• Assigned task:
Search the data for the string "beige" and gather each line it is in.

Extracted records:
————

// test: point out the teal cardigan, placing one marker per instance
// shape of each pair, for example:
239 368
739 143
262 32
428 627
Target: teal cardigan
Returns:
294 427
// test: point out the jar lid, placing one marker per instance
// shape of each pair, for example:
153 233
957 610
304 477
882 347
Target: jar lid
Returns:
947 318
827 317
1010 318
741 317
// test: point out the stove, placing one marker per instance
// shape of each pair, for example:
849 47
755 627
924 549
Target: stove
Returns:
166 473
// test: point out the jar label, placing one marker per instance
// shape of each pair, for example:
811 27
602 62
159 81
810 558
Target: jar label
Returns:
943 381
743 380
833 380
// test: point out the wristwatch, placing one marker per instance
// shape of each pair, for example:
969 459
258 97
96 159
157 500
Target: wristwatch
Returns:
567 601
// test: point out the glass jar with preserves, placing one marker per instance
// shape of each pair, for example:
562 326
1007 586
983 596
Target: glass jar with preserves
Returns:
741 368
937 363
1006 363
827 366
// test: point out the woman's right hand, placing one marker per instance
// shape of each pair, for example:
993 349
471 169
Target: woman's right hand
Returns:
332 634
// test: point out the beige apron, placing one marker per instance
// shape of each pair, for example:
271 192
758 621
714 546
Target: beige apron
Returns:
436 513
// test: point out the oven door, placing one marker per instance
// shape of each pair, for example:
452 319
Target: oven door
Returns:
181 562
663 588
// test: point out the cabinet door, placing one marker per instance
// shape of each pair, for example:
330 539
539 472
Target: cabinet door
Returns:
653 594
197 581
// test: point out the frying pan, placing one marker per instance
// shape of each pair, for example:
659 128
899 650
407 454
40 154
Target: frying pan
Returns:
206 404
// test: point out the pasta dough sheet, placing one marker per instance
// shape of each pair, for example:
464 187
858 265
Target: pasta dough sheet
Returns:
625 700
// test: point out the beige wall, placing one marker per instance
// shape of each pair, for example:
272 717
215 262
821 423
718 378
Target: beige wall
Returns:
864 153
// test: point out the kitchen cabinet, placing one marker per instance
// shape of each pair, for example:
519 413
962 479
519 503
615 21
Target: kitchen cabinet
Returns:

————

• Result below:
// test: point out the beige apron, placing one marker per instance
Target: beige apron
// test: point out the beige wall, placing one marker per instance
Target: beige wall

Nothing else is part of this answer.